[Dataset extracts labeled with boxes]
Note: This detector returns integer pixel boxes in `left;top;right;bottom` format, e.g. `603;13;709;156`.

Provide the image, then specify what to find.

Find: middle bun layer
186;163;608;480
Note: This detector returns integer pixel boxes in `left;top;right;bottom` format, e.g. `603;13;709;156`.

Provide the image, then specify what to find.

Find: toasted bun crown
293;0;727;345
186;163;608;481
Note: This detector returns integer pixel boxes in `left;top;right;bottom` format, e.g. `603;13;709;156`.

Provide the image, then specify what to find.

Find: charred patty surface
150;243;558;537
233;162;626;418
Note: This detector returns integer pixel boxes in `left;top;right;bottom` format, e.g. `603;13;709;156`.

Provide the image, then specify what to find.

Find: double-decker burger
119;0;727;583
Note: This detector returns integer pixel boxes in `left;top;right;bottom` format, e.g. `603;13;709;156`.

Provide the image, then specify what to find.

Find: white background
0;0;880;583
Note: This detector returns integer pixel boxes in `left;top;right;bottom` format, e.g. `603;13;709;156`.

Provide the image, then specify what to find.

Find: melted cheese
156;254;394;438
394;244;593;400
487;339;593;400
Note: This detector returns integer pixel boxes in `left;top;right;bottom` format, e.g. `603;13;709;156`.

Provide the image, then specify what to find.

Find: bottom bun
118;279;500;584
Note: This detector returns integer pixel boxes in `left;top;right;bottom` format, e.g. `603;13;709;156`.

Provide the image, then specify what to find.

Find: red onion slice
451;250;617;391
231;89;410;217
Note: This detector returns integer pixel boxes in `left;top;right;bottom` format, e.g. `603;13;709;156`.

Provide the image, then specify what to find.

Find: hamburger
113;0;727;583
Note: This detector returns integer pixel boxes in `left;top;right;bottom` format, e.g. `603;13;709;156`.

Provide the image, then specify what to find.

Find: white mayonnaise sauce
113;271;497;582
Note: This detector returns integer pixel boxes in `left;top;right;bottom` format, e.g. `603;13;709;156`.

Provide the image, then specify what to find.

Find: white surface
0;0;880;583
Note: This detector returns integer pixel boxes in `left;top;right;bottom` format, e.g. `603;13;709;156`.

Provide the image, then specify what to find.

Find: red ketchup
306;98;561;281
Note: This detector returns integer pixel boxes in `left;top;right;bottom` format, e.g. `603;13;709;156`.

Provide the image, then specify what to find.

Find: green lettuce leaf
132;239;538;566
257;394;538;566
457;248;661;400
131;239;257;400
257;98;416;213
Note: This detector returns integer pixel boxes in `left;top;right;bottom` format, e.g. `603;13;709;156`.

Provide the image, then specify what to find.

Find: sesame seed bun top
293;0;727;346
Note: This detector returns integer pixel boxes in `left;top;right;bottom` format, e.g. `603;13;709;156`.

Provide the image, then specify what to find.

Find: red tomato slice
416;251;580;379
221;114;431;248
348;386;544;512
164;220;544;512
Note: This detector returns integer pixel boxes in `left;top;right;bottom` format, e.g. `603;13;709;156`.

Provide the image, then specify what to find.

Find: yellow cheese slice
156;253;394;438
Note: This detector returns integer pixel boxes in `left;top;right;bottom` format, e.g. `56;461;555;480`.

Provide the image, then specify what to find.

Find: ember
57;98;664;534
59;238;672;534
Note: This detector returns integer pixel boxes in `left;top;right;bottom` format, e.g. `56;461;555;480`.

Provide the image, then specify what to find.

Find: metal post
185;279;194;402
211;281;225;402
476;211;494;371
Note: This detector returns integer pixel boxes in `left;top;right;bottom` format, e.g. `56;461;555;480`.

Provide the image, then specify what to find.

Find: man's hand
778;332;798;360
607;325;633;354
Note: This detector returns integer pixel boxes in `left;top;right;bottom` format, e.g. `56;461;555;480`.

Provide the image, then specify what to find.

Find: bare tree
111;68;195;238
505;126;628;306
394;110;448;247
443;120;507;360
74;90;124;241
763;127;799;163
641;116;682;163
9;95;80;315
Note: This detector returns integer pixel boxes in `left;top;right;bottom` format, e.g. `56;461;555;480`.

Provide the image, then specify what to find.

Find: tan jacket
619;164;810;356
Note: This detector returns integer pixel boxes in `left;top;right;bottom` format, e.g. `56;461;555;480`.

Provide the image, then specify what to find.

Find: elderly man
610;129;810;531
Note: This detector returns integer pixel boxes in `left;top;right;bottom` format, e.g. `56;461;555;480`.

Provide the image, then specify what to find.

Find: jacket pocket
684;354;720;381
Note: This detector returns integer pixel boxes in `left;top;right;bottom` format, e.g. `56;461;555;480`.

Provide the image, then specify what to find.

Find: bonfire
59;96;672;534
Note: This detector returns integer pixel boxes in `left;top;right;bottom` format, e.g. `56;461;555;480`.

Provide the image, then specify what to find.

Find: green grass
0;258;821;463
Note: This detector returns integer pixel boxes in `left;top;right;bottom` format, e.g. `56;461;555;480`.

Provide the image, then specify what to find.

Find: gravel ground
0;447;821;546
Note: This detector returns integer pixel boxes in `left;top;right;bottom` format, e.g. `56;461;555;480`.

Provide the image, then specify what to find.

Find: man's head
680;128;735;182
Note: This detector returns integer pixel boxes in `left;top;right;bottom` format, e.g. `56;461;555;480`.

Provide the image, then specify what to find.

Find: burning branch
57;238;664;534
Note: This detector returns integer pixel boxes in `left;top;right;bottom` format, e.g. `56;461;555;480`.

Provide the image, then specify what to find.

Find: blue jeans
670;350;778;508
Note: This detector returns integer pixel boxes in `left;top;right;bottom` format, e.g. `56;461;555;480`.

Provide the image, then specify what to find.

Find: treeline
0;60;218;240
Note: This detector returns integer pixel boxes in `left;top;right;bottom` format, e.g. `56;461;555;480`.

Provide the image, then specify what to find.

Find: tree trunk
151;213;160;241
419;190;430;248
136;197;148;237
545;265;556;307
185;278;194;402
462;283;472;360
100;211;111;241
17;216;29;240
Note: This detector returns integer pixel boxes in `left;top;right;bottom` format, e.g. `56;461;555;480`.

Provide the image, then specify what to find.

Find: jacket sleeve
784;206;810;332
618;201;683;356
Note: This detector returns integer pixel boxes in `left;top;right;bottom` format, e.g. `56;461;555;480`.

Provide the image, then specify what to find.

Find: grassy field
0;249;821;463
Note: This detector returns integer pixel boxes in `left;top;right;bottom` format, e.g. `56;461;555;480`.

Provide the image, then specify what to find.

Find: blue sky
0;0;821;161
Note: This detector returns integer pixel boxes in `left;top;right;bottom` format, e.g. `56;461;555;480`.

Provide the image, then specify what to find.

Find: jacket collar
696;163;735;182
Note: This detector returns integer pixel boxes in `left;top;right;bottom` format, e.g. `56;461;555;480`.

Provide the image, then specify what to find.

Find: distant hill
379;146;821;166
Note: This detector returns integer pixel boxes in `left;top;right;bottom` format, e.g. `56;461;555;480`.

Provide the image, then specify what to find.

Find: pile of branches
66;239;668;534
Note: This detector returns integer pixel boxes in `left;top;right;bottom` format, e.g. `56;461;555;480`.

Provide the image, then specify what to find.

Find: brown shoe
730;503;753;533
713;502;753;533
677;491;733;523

* * *

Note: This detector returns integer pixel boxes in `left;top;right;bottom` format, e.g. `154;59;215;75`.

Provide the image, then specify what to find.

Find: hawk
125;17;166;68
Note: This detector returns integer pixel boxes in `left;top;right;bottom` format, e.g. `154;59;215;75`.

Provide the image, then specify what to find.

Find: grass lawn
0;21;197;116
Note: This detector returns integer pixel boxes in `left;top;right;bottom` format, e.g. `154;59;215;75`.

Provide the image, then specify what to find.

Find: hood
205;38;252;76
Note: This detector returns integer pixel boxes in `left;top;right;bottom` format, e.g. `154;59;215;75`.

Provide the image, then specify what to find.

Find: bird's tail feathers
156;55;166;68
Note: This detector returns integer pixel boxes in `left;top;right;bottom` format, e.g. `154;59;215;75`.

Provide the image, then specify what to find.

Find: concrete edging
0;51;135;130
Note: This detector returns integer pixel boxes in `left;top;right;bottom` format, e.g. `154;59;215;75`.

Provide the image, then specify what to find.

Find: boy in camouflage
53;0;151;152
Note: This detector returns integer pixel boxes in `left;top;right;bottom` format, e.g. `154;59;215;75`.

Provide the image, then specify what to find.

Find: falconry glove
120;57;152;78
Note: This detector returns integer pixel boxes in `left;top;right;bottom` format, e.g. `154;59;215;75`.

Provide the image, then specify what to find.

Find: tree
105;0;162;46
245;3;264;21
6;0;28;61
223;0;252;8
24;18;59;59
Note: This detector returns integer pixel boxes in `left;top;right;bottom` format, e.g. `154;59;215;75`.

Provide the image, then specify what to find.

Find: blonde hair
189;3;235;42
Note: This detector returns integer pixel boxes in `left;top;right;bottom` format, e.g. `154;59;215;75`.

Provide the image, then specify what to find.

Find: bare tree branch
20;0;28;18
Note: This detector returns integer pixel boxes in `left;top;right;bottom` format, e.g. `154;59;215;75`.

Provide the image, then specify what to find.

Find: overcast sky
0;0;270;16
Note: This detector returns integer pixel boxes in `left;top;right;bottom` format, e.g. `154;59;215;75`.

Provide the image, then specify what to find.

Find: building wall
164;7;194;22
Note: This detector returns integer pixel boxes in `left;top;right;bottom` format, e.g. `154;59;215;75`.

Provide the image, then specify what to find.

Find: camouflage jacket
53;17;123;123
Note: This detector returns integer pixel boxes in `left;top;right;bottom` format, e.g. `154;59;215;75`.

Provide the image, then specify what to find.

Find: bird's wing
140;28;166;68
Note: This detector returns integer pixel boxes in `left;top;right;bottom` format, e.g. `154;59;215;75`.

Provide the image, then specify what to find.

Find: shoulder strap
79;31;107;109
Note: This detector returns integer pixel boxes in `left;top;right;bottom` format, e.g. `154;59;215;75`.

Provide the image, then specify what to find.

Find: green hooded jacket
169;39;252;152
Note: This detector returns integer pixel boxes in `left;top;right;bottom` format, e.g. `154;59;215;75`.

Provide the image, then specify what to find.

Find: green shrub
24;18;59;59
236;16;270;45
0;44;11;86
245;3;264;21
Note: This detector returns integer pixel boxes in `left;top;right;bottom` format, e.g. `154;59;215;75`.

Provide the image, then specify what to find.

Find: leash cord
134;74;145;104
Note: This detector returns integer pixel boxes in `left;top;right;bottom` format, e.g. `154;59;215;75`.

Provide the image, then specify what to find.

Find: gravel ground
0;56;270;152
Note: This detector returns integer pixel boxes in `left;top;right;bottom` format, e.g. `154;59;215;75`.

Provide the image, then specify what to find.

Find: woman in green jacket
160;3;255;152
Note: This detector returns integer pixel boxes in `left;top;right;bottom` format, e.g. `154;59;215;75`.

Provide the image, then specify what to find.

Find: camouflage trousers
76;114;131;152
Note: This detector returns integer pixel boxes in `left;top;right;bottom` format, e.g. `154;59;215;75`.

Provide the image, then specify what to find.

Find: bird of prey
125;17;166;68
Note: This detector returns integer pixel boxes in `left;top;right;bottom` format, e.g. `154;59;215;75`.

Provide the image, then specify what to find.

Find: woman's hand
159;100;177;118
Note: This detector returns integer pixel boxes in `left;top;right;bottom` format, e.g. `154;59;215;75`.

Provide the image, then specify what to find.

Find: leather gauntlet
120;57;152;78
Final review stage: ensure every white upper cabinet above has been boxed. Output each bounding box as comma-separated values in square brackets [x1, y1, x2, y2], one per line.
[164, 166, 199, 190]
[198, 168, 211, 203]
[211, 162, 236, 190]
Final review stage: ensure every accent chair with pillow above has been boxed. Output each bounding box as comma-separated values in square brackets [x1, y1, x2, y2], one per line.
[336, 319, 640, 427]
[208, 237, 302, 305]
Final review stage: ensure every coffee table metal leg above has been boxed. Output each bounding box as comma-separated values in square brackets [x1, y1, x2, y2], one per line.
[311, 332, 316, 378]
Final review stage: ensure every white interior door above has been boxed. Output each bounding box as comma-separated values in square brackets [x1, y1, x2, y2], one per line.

■ **Aim of the task**:
Pull out every line in the rows above that contains the string "white", copying each one in full.

■ **Output of the exercise**:
Find: white background
Find: white mayonnaise sauce
Find: white surface
Final review stage: ensure every white upper cabinet above has been boxed. Output each bounding box as comma-separated values in square brackets [x1, y1, x2, y2], one per line.
Final review stage: ensure every white interior door above has been boxed. Output each bounding box as comma-separated values in square brackets [x1, y1, x2, y2], one per line.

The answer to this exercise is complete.